Begin

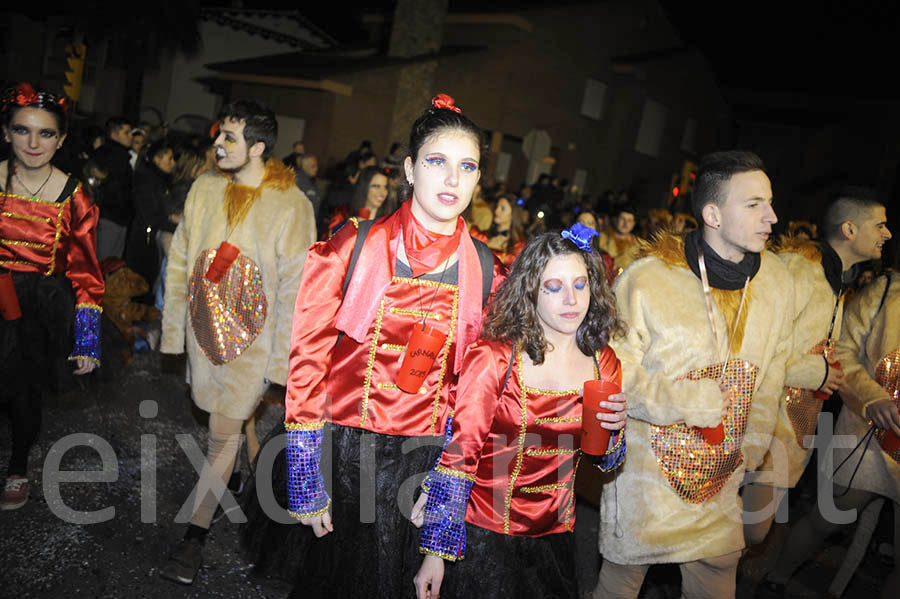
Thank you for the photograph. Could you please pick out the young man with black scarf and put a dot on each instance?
(822, 270)
(709, 332)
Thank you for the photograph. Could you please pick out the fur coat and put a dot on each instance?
(237, 332)
(676, 497)
(869, 346)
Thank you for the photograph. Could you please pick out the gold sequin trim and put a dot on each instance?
(544, 488)
(299, 515)
(532, 451)
(31, 244)
(38, 219)
(417, 313)
(15, 263)
(440, 554)
(444, 356)
(303, 426)
(536, 391)
(520, 451)
(88, 358)
(455, 473)
(423, 282)
(557, 419)
(371, 364)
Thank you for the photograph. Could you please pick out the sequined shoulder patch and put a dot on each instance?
(227, 316)
(887, 374)
(801, 406)
(694, 468)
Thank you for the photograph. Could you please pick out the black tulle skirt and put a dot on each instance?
(498, 565)
(35, 347)
(373, 551)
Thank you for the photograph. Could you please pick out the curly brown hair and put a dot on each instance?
(512, 314)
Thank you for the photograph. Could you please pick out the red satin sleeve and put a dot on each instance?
(81, 266)
(477, 398)
(314, 335)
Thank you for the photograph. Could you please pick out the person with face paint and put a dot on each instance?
(47, 239)
(855, 229)
(868, 351)
(618, 239)
(234, 266)
(502, 495)
(709, 320)
(375, 355)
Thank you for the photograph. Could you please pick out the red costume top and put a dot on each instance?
(521, 445)
(353, 383)
(48, 238)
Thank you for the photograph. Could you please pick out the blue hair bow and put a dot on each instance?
(580, 235)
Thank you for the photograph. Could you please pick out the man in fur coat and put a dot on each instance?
(869, 352)
(709, 319)
(822, 271)
(235, 323)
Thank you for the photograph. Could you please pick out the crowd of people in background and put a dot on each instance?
(546, 283)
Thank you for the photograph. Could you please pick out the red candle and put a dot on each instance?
(421, 351)
(595, 438)
(225, 257)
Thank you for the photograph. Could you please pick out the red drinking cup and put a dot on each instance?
(421, 351)
(821, 395)
(9, 301)
(595, 438)
(225, 257)
(890, 442)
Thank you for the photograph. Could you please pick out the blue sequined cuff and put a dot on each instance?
(448, 434)
(305, 485)
(87, 334)
(444, 530)
(613, 458)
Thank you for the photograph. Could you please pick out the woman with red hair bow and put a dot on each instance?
(47, 252)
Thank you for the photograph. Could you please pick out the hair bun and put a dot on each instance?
(445, 101)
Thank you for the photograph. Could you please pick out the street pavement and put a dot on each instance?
(61, 545)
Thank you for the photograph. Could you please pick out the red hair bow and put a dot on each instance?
(444, 101)
(25, 95)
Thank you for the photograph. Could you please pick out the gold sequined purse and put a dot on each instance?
(887, 374)
(226, 316)
(801, 405)
(695, 469)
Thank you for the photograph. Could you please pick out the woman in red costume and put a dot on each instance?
(417, 275)
(47, 240)
(368, 201)
(505, 483)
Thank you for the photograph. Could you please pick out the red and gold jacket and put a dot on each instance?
(51, 238)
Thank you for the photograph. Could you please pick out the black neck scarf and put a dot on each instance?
(722, 273)
(833, 267)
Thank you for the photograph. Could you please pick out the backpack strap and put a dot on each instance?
(362, 231)
(486, 257)
(512, 358)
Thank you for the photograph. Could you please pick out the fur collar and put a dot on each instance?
(239, 198)
(668, 247)
(805, 247)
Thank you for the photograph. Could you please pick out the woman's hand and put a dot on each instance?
(616, 419)
(84, 366)
(321, 524)
(417, 516)
(428, 579)
(884, 414)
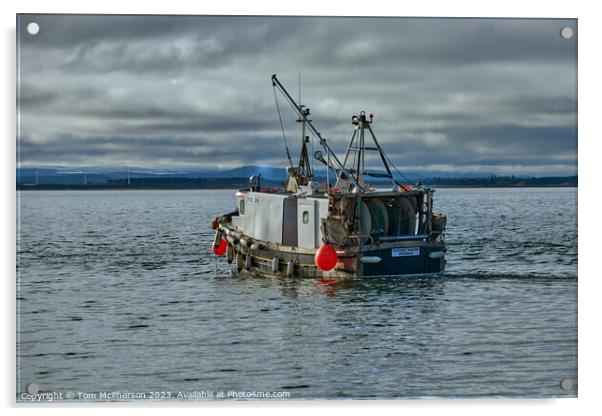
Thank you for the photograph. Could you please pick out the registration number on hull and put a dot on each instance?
(405, 251)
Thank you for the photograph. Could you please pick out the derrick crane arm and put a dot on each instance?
(342, 171)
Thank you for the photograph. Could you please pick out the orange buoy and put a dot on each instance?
(326, 257)
(221, 249)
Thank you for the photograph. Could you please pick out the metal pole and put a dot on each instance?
(321, 140)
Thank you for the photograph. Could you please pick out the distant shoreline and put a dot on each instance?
(183, 183)
(174, 188)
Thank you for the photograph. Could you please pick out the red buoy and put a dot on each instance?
(326, 258)
(221, 249)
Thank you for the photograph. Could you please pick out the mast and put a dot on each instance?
(342, 173)
(357, 147)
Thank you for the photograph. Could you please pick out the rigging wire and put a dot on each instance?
(288, 153)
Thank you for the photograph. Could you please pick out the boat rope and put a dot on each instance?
(288, 153)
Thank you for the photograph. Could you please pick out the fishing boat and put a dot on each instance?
(342, 227)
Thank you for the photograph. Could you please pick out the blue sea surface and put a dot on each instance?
(118, 292)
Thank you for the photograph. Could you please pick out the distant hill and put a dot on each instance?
(91, 178)
(100, 175)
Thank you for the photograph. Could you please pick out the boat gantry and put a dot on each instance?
(343, 226)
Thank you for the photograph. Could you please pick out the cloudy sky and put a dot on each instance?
(458, 95)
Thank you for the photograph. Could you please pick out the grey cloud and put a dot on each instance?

End

Exercise objective: Rewrite all of the lines above, replacing "photograph" with "image" wherever it appears and leaving everything else unchanged. Do not include the pictures in your answer.

Solution to the exercise:
Thank you for the image. Could you please pick out the young man with black scarf and put a dot on each instance?
(822, 270)
(709, 332)
Thank you for the image. Could you please pick out the fur coat and put a dot on each instance?
(237, 332)
(676, 497)
(869, 346)
Thank you for the image. Could you please pick out the gold sequin trim and put a dot on each instance?
(544, 488)
(299, 515)
(532, 451)
(31, 244)
(38, 219)
(417, 313)
(15, 263)
(440, 554)
(444, 356)
(303, 426)
(536, 391)
(520, 451)
(88, 358)
(455, 473)
(423, 282)
(557, 419)
(371, 364)
Thank you for the image. Could you please pick out the sequined shoulder patch and put a dot on each instance?
(227, 316)
(887, 374)
(801, 406)
(694, 468)
Thank you for the image. Could you please pick out the black tulle skirt and put a dot on each instance?
(498, 565)
(35, 347)
(373, 551)
Thank you for the image. Could you please pick out the curly brown hair and put a dot on each instance?
(512, 314)
Thank you for the image. Could you please pick out the red satin sleeve and put a dot on each instance?
(81, 266)
(477, 398)
(314, 335)
Thank you for the image. Could you please pick out the person with face paint and put a dot on each instance?
(47, 239)
(855, 229)
(868, 351)
(618, 239)
(234, 266)
(502, 495)
(709, 320)
(375, 355)
Thank you for the image. Could you please pick out the red costume top and put a dot on each instance?
(521, 445)
(353, 383)
(48, 238)
Thank you for the image. Could you please pick out the blue hair bow and put a dot on each instance?
(580, 235)
Thank you for the image. Could you please pick out the man in fur coat and put a dot on each instance?
(869, 352)
(709, 319)
(822, 271)
(235, 323)
Thank you for the image. Could you please pick out the crowd of people in background and put a dot on each instance?
(546, 283)
Thank you for the image. Could you please pick out the red candle and put a dot on each instance?
(421, 351)
(595, 438)
(225, 257)
Thank you for the image. Could you please pick out the red drinking cup and put a dot on each instance?
(421, 351)
(821, 395)
(9, 301)
(595, 438)
(225, 257)
(890, 442)
Thank you for the image. Could you please pick out the blue sequined cuff and put a dot on each instance?
(448, 434)
(305, 485)
(87, 334)
(444, 530)
(613, 458)
Thank you for the image. Could you please pick out the woman with red hair bow and put a dot on each instance?
(47, 252)
Thank you for the image. Could you please pick out the hair bun and put a dot on each instance?
(445, 101)
Thank you for the image. Could you please pick out the street pavement and put a dot on each instance?
(61, 545)
Thank you for the image. Could you please pick out the red hair bow and put a dot on each instance?
(444, 101)
(25, 95)
Thank you for the image. Could you please pick out the gold sequined purse and put a dot on each instance?
(887, 374)
(226, 316)
(801, 405)
(695, 469)
Thank you for the image. Could you please pick out the woman in red costume and put a dot on each instance?
(417, 275)
(47, 240)
(368, 201)
(505, 483)
Thank you for the image. Could you please pick out the red and gold jacket and put a dot on each instance?
(51, 238)
Thank you for the image. Could you please pick out the black neck scarf and put a dot on each instance?
(722, 273)
(833, 267)
Thank you for the image. Could you please pick out the backpack strap and put a dot on each instance?
(362, 231)
(486, 257)
(512, 358)
Thank you for the image. Could you please pick out the fur collar and put a dot on each instance?
(239, 198)
(668, 247)
(805, 247)
Thank you for the image. Could you please pick out the woman's hand and put a dot on each instance?
(616, 419)
(84, 366)
(321, 524)
(417, 516)
(428, 579)
(884, 414)
Thank you for the image. Could you please pick out the registration number on hull and put a dot on each instance?
(405, 251)
Thank you for the image. Could you please pick out the derrick crane arm and put a dot on each instance?
(342, 171)
Thank you for the image. Could you please pick out the orange buoy and put a dot on each instance?
(326, 257)
(221, 249)
Thank you for the image. Could you please pick out the metal pole and put a dot on each instance?
(321, 140)
Thank you for the image. Could you please pick out the distant shoreline and put a dot on each instance?
(183, 183)
(174, 188)
Thank you for the image. Could you please pick out the red buoy and put a dot on each instance?
(326, 258)
(221, 249)
Thank you for the image. Could you please pick out the mast and put a dot on each instance?
(342, 173)
(357, 147)
Thank you for the image. Could you please pick out the rigging wire and put a dot on each instance?
(288, 153)
Thank you for the image. Could you please pick out the boat rope and put a dot on each instance?
(288, 153)
Thank you for the image. Could you please pick out the fishing boat and put a dot on each instance?
(342, 227)
Thank you for the image. Could you please pick out the blue sea surface and put a dot on each instance?
(118, 292)
Thank you for the image. Could you please pick out the distant hill and put a dot on each instance?
(91, 178)
(100, 175)
Thank you for the image. Could you please pick out the boat gantry and put a dot on each instance?
(343, 226)
Thank you for the image. Could you please pick out the cloudy sky and put a dot on each instance?
(458, 95)
Thank you for the image. Could you please pick out the grey cloud and put a dot on each instance?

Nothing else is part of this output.